----- QUOTED TEXT -----

Re: [PATCH v5 3/5] drm/i915: Watchdog timeout: Ringbuffer command emission for gen8+

From: Chris Wilson <chris@chris-wilson.co.uk>
To: Carlos Santa <carlos.santa@intel.com>, intel-gfx@lists.freedesktop.org
Cc: Michel Thierry <michel.thierry@intel.com>
Subject: Re: [PATCH v5 3/5] drm/i915: Watchdog timeout: Ringbuffer command emission for gen8+
Date: Sat, 30 Mar 2019 09:01:10 +0000	[thread overview]
Message-ID: <155393647005.24691.2200638315146110295@skylake-alporthouse-com> (raw)
In-Reply-To: <20190322234118.65980-4-carlos.santa@intel.com>

Quoting Carlos Santa (2019-03-22 23:41:16)
> From: Michel Thierry <michel.thierry@intel.com>
> 
> Emit the required commands into the ring buffer for starting and
> stopping the watchdog timer before/after batch buffer start during
> batch buffer submission.

I'm expecting to see some discussion of how this is handled across
preemption here since you are inside an arbitration enabled section.

----- DATA -----

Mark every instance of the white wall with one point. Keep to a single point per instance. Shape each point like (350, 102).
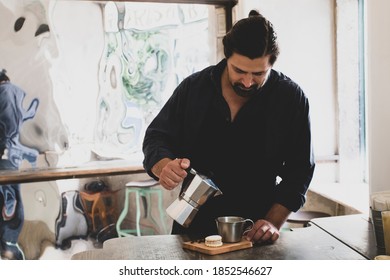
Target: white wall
(378, 93)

-----

**WHAT IS ASKED**
- a) Answer each question from the watchdog patch reply above, one per line:
(i) Who wrote the patch being quoted, according to its From line?
(ii) Which mailing list received the reply?
(iii) What does the quoted patch description say the emitted commands do, and when?
- b) In the watchdog patch reply, why does the reviewer expect a discussion of how the watchdog commands are handled across preemption? Answer in one to three sentences.
- c) Continue the watchdog patch reply from its last sentence.

**TASK RESPONSES**
- a)
(i) Michel Thierry
(ii) intel-gfx@lists.freedesktop.org
(iii) They start and stop the watchdog timer, before and after batch buffer start, during batch buffer submission.

- b) The commands are emitted inside an arbitration-enabled section. Preemption can occur within such a section, so the reviewer wants the patch to explain how the watchdog is handled when that happens.

- c)
> v2: Support watchdog threshold per context engine, merge lri commands,
> and move watchdog commands emission to emit_bb_start. Request space of
> combined start_watchdog, bb_start and stop_watchdog to avoid any error
> after emitting bb_start.
> 
> v3: There were too many req->engine in emit_bb_start.
> Use GEM_BUG_ON instead of returning a very late EINVAL in the remote
> case of watchdog misprogramming; set correct LRI cmd size in
> emit_stop_watchdog. (Chris)
> 
> v4: Rebase.
> v5: use to_intel_context instead of ctx->engine.
> v6: Rebase.
> v7: Rebase,
>     Store gpu watchdog capability in engine flag (Tvrtko)
>     Store WATCHDOG_DISABLE magic # in engine (Tvrtko)
>     No need to declare emit_{start|stop}_watchdog as vfuncs (Tvrtko)
>     Replace flag watchdog_running with enable_watchdog (Tvrtko)
>     Emit a single MI_NOOP by conditionally checking whether the #
>     of emitted OPs is odd (Tvrtko)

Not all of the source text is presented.